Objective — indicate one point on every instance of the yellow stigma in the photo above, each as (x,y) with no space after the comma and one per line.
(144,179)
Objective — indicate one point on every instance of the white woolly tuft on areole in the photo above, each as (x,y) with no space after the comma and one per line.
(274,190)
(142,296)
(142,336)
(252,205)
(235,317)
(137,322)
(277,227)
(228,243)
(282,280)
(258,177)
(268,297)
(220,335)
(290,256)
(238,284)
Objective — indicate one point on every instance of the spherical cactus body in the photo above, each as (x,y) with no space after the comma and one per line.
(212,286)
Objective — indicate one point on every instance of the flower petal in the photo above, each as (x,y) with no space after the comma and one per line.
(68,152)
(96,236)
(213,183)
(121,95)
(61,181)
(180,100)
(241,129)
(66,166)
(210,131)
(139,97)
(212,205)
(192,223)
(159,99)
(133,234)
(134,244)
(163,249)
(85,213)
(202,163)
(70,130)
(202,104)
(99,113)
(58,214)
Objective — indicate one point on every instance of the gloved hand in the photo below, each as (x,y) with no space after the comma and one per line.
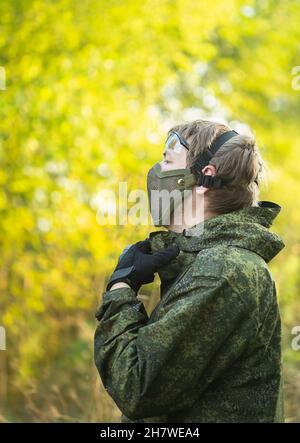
(136,266)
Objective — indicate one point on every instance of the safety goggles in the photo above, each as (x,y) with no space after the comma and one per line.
(175,142)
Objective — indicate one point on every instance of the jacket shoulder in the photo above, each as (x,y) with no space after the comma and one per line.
(245,271)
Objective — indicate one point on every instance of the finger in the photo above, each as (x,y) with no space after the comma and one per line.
(125,250)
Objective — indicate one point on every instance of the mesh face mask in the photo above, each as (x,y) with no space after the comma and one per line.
(166,189)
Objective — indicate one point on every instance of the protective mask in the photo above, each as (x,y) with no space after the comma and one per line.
(166,192)
(166,189)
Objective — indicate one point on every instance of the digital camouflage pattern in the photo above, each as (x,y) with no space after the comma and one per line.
(211,349)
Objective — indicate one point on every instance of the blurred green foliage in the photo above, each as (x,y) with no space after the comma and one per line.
(91,89)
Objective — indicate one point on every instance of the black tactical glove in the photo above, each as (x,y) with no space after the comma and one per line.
(136,265)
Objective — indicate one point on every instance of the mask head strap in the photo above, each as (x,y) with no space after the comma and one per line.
(204,158)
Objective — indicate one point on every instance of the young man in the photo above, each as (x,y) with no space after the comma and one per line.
(211,349)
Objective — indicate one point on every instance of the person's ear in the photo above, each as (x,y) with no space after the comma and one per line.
(207,170)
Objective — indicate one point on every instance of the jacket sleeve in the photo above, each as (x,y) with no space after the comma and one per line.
(153,368)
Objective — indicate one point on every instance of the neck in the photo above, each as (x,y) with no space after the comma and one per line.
(190,220)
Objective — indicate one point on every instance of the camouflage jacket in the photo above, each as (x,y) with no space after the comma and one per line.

To be done:
Quote the data above in full and without alteration; skip the pictures.

Finished exercise:
Objective — indicate one point on every instance of the yellow stigma in the photo above, each as (x,y) with no space after the comma and one per line.
(144,179)
Objective — indicate one point on every instance of the white woolly tuft on areole in the photo above, each as (x,y) with no space after the comma and one per line.
(274,190)
(142,296)
(142,336)
(252,205)
(235,317)
(137,322)
(277,227)
(228,243)
(282,280)
(258,177)
(268,297)
(220,335)
(290,256)
(238,284)
Objective — indicate one point on every instance of the spherical cactus body in the photo above, each as (x,y) with no space after the comma and one per line.
(212,286)
Objective — indicate one point on every instance of the flower petal in the photo above, each as (x,y) with no space after the comma and one per line.
(68,152)
(96,236)
(213,183)
(121,95)
(61,181)
(180,100)
(241,129)
(66,166)
(210,131)
(139,97)
(212,205)
(192,223)
(159,99)
(133,234)
(134,244)
(163,249)
(85,213)
(202,163)
(70,130)
(202,104)
(99,113)
(58,214)
Objective — indicate one point on every instance of the gloved hand in the photo below, each as (x,y) with no space after the comma and one per line.
(136,266)
Objective — indicate one point on every instance of the safety goggles in the photo above, each as (x,y) with no space after the comma and one per line.
(175,142)
Objective — indicate one point on every instance of the jacket shoulder in the photo above, each as (x,y) with no space after the comma and one per line.
(245,271)
Objective — indicate one point on every instance of the finger in the photo above, each as (x,y) with no space after the comma and one per line.
(125,250)
Objective — indicate one point on every instance of the mesh face mask in the photo above, each as (x,y) with no space after the comma and one per line.
(166,189)
Objective — indicate one point on every instance of the protective mask in the photo above, each as (x,y) with no space after the comma and one per line.
(166,192)
(166,189)
Objective — indicate one point on every instance of the digital camouflage pattern in the photo above, each as (x,y) with no space after the comma and one per line.
(211,349)
Objective — indicate one point on every instance of the blurred green foliage in the photo above, each as (x,y) with no space after the comma and one per line.
(91,89)
Objective — indicate one point on every instance of the black tactical glove in the photo above, each as (x,y) with no space after the comma and one per line.
(136,265)
Objective — indicate one point on every instance of the mask head strap in the photo above, each as (x,y) with no space after the comma and one per line.
(204,158)
Objective — indicate one point on every instance of the young man in the photo above, each as (x,y) with no space after the comma and one per line.
(211,349)
Objective — indicate one point on every instance of the person's ear in the photo above, each as (x,y) with no space after the comma and one per line.
(207,170)
Objective — indicate one point on every instance of the jacket sleeve in the photo above, each as (x,y) with no space after the comma and one per line.
(153,368)
Objective — indicate one point on every instance of the neck in the photo above, each as (x,y) with no space after the comma and one per line.
(190,220)
Objective — indicate one point on every instance of the camouflage jacket in the photo above, each as (x,y) with no space after the comma and one per line.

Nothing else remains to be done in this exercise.